**PASSAGE SHOWN**
___
Think of it this way, no more worries about understaffing, no more worries about overstaffing, no resource planning issues. All you do is work with SYKES (www.sykes.com)to define your SLA's and customer sat expectations. We take care of the rest.
Of all the clients we help (and we help many) they all have problems with attrition and recruitment. Our solution is really peace of mind.
Okay this was a bit of a sales pitch, but if you think about it, a outsource partner can make alot of sense in certain situations.
Happy Thanksgiving eh! (that would be my Canadian side shining through)
Andrew Bates (firstname.lastname@example.org)
Business Development Manager
Your Recruitment Process
Hi There All
Well an interesting discussion. I've noticed in the discussion that some view agencies in a negative light. Yet no questions were asked as to what recruitment process was followed by the agency in question before the candidates were hired. So Anthony I beg to ask what process was followed during your recruitment of the 6 people?
As part of a recruitment agency we use a number of tools to identify and explore candidates behaviours, characteristics and skill sets. Some of the tools we use job matching profiles, role identification, psychometric testing which is then linked to behavioural interview questions for clients, assessment centres, roleplays, site tours, then a day of half day induction where rules & regulations are explained to the successful candidates before they enter training.
___
**DATASET**
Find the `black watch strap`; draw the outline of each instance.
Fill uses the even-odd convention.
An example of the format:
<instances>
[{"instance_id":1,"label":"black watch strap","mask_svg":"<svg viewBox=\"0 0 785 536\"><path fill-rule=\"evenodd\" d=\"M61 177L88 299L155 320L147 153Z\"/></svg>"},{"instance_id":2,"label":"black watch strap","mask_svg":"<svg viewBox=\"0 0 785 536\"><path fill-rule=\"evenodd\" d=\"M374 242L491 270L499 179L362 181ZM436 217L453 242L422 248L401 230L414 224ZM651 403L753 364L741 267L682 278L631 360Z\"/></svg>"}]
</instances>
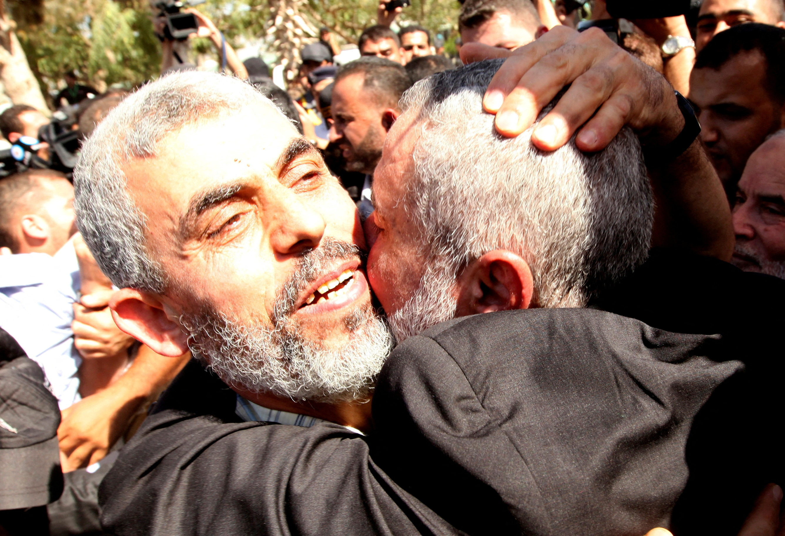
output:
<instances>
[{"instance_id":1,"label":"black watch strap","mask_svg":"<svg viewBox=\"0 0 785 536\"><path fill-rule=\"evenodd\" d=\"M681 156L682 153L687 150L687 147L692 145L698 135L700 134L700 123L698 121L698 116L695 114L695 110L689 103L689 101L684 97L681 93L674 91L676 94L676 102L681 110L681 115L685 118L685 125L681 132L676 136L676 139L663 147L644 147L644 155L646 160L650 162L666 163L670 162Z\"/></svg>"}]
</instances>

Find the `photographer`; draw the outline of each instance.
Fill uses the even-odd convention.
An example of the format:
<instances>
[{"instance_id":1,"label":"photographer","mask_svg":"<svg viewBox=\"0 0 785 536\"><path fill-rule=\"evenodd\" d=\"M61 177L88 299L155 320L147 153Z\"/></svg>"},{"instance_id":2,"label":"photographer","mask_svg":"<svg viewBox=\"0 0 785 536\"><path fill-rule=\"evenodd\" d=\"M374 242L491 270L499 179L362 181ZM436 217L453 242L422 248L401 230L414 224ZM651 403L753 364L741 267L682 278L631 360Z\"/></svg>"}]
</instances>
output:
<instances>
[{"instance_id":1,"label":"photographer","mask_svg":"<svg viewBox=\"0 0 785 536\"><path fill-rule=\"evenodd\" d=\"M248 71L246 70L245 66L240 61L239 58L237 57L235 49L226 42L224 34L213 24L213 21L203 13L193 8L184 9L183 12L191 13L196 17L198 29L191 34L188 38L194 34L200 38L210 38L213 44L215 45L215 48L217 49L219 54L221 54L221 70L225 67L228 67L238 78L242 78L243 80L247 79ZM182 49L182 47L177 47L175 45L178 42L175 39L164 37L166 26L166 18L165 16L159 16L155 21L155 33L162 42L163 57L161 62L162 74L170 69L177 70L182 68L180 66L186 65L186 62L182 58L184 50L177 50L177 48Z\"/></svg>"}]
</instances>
___
**TASKS AND EXERCISES**
a – What job title appears under Andrew Bates's name in the staffing and recruitment discussion?
b – Continue the staffing and recruitment discussion from where it stops.

**THE REPLIES**
a – Business Development Manager.

b –
The benefit of our psychometric testing is that it provides the client with a report that details all characteristics/personality of the candidate. It also highlights areas that may cause concern ways to deal with the individual in a conflict and learning style of the individual plus much much more. One other very useful feature isthe report can provide BDI questions specific to the candidate which can then be used to explore further into the "real" personality. Also as part of the service we offer, we ask for feedback on what they thought of the profile of the candidate and explain step by step what each part of the report means.
I would be very interested in knowing everyone's views on the service, products and processes recruitment agencies provide you, and what you think we could do better.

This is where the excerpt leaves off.